▶ _Location identification listing_
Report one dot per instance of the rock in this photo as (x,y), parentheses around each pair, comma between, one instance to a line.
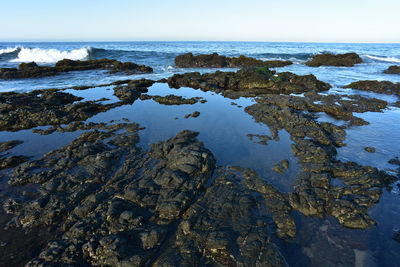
(381,87)
(225,228)
(278,168)
(52,107)
(194,115)
(216,61)
(129,93)
(396,235)
(370,149)
(172,99)
(392,70)
(111,203)
(4,146)
(315,146)
(248,82)
(32,70)
(340,60)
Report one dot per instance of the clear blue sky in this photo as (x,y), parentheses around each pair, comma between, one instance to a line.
(219,20)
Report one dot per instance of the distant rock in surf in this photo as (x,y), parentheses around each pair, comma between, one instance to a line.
(217,61)
(339,60)
(394,69)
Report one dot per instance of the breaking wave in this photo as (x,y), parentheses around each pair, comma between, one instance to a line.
(50,55)
(385,59)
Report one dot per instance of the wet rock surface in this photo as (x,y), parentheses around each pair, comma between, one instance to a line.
(217,61)
(171,99)
(53,107)
(227,226)
(315,146)
(339,60)
(395,69)
(381,87)
(110,203)
(248,82)
(7,161)
(32,70)
(132,91)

▶ _Task goal_
Arrange the listing, from the line containing "Report one dot per instance of the clear" through the end of the listing, as a Markdown table with the columns Row and Line. Give one numbered row per line, and leave out blank lines.

▶ _Final result_
| Row | Line |
|---|---|
| 1 | Report one dot per instance of the clear blue sky in this photo as (x,y), parentheses around each pair, comma between, one instance to a line. |
| 2 | (219,20) |
| 3 | Report one dot per instance of the distant rock in surf in this photo as (x,y), parentheses around each pair, comma between, one instance to a line. |
| 4 | (217,61) |
| 5 | (339,60) |
| 6 | (394,69) |
| 7 | Report one dot per instance of the breaking wave in this photo as (x,y), parentheses around each pair, comma between, one instance to a line. |
| 8 | (50,55) |
| 9 | (385,59) |
| 10 | Report one dot per instance of the wet rock surface in this photo as (x,y), parentheses around each pair, comma between, one instance to a line. |
| 11 | (217,61) |
| 12 | (171,99) |
| 13 | (53,107) |
| 14 | (227,226) |
| 15 | (315,146) |
| 16 | (339,60) |
| 17 | (395,69) |
| 18 | (381,87) |
| 19 | (110,203) |
| 20 | (248,82) |
| 21 | (7,161) |
| 22 | (32,70) |
| 23 | (132,91) |